(Document text)
┏━━
With two decades of global leadership experience, Tara Furiani is reshaping the future of work. A highly regarded former Chief People Officer for companies around the world, Tara is also a multi-degreed expert in leadership, strategy, and workplace transformation. She’s the developer of CrowsNest, a cutting-edge 360-degree feedback tool, and Periscope, a modern personality assessment designed for leaders.

As the creator of the SAIL Leadership Intensive on Virgin Voyages, a sought-after keynote speaker, and the host of the groundbreaking platform Not the HR Lady, Tara is a recognized thought leader in driving impactful cultural change. She’s the author of Fck Your Office Snacks* and the forthcoming The SAIL Framework for Leaders in Work & Life, a guide to balancing professional success and personal growth.

A mother of five, Tara brings a bold, human-centered perspective to every conversation about work, leadership, and equity. Today, we’ll explore her vision for the future of HR, including the outdated trends she’s eager to see disappear by 2025 and the innovative strategies poised to take their place.

Recruitment & Hiring

What traditional recruitment practices do you hope will be replaced by more inclusive and dynamic approaches in 2025?

Traditional hiring practices are riddled with bias, inefficiency, and outdated thinking. By 2025, I hope the obsession with pedigree... the Ivy League degrees, linear career paths, and cookie-cutter "qualifications"... is dead and buried. Instead, companies need to prioritize skills, adaptability, and lived experience. And let’s be clear: posting jobs with requirements like "10 years of experience in a tool that’s only existed for five" is asinine. Use inclusive job descriptions, expand your talent pipelines, and focus on assessing what actually matters. If your recruitment strategy isn’t pulling from diverse, dynamic talent pools, you’re not innovative... Your recruitment team is lazy and drastic change likely needs to happen within those groups.

Performance Management

Annual performance reviews are often criticized as ineffective. What aspects of traditional performance management do you think will - or should - fade out in favor of more continuous, personalized feedback models?

Annual performance reviews? Please. They’re an outdated relic designed to check a box, not actually help anyone grow. By the time most reviews happen, the feedback is irrelevant, and employees have either disengaged or moved on. Companies need to adopt real-time, personalized feedback loops. Think consistent coaching, clear goals, and measurable impact... not vague ratings like “meets expectations.” Also, scrap the one-size-fits-all templates. A real performance conversation requires nuance, not a form. If your system doesn’t help your people level up or feel valued, it’s broken. Fix it.

DEI Initiatives

Surface-level DEI efforts, like tokenism, remain prevalent. What outdated DEI practices do you hope will be replaced by more meaningful, impactful strategies?
┗━━
(Exercises)
a) Please translate this sentence from the interview on the future of HR into Spanish: "Traditional hiring practices are riddled with bias, inefficiency, and outdated thinking."
b) Resume the interview on the future of HR after its final line and write the passage that follows.

(Data)
┏━━
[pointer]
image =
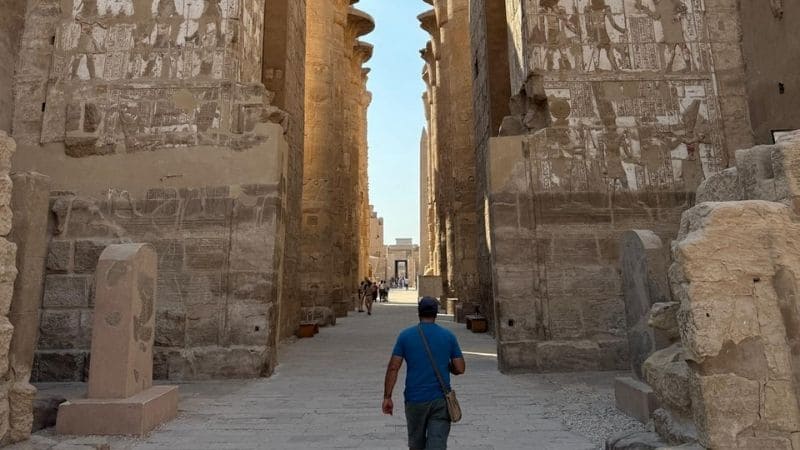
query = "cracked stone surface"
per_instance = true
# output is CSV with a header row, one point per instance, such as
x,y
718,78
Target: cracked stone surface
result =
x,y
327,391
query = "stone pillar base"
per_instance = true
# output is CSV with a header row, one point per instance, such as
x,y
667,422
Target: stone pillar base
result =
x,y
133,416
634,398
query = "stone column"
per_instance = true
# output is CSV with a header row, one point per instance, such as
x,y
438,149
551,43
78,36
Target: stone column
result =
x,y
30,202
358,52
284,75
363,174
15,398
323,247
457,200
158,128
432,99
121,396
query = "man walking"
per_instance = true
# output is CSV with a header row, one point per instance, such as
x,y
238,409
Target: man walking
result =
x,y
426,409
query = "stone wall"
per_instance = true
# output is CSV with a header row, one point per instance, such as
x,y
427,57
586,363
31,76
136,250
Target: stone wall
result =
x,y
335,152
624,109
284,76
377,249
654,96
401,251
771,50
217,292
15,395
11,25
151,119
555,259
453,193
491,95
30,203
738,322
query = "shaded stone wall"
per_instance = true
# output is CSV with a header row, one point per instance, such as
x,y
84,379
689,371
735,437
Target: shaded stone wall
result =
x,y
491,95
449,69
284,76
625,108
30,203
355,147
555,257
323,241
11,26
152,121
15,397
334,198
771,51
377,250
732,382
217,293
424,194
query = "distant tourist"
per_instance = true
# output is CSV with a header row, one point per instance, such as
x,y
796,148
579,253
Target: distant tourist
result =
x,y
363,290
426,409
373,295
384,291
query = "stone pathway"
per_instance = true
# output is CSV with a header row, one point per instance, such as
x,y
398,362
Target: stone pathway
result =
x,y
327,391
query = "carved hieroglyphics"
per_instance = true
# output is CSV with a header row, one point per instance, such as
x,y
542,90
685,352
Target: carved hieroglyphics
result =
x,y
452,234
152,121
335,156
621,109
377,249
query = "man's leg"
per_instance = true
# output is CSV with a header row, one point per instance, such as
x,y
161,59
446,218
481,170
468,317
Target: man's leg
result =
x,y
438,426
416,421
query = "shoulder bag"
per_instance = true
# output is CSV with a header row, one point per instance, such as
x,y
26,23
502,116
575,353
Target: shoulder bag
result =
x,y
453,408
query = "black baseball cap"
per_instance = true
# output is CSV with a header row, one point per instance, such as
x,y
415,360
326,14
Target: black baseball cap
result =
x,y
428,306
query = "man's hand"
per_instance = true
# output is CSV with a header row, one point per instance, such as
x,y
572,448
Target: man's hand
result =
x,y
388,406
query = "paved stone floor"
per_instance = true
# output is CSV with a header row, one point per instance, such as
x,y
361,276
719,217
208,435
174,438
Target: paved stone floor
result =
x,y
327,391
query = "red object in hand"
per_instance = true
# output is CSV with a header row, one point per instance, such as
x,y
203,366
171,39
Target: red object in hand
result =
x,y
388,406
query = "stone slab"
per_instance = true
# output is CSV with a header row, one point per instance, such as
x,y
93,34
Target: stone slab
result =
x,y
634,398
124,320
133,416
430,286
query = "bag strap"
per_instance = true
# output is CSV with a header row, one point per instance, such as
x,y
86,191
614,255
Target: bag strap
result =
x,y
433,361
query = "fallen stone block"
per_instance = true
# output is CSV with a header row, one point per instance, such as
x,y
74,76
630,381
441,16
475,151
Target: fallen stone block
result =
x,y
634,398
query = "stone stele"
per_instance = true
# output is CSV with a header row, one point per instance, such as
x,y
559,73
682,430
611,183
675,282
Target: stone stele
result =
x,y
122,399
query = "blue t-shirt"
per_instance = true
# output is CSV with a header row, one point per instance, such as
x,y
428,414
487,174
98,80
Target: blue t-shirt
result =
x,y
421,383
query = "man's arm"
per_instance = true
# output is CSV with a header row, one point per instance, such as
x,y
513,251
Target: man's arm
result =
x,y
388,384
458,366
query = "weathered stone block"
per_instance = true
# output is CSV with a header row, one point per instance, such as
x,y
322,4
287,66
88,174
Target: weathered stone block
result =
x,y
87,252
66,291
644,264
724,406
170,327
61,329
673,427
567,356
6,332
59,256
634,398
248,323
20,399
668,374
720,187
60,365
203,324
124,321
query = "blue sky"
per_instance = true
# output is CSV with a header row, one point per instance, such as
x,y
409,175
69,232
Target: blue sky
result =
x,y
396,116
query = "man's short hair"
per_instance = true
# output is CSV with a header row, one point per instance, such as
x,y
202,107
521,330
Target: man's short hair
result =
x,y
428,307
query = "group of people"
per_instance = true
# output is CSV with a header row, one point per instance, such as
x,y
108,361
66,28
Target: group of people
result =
┗━━
(Answers to each task)
a) Las prácticas tradicionales de contratación están plagadas de sesgos, ineficiencia y pensamiento obsoleto.

b)
Tokenism isn’t just outdated; it’s insulting. Slapping a few stock photos of diverse faces on your website or hiring a Chief Diversity Officer with no budget or support isn’t DEI... it’s PR. Meaningful DEI requires systemic change, accountability, and measurable results. Want to impress me? Tie executive bonuses to DEI outcomes. Build a workplace where marginalized voices aren’t just included but empowered. And stop hosting performative events like “Diversity Day.” Instead, dismantle inequitable systems, prioritize intersectionality, and ensure everyone has access to opportunities that matter.

Employee wellbeing

Many wellness programs still focus on superficial perks. What wellbeing trends do you hope companies will abandon, and what authentic support systems should take their place?

Foosball tables and free snacks don’t equal wellness. Neither do half-baked EAP programs buried so deep in your benefits portal that employees don’t even know they exist. If you want to support employee wellbeing, invest in programs that actually matter: accessible mental health care, equitable parental leave, and flexibility that lets people live their lives. And let’s stop pretending burnout is a personal failing... it’s a leadership problem. Fix workloads, foster psychological safety, and make wellbeing a company priority, not just a buzzword.

Leadership development

Leadership programs often follow rigid, top-down models. What traditional leadership development practices do you hope will finally die, and how can organizations adopt more agile, people-focused approaches?

The traditional "command-and-control" leadership models are dying... and not a moment too soon. Leaders today need to be agile, emotionally intelligent, and people-focused, not just taskmasters with fancy titles. Leadership development should move away from cookie-cutter programs and focus on building real, human skills: empathy, accountability, and the ability to inspire trust. And for the love of everything, stop promoting people just because they’re good at their technical jobs. Leadership is a skill set, not a reward. Train them, coach them, and hold them accountable... or don’t give them the job.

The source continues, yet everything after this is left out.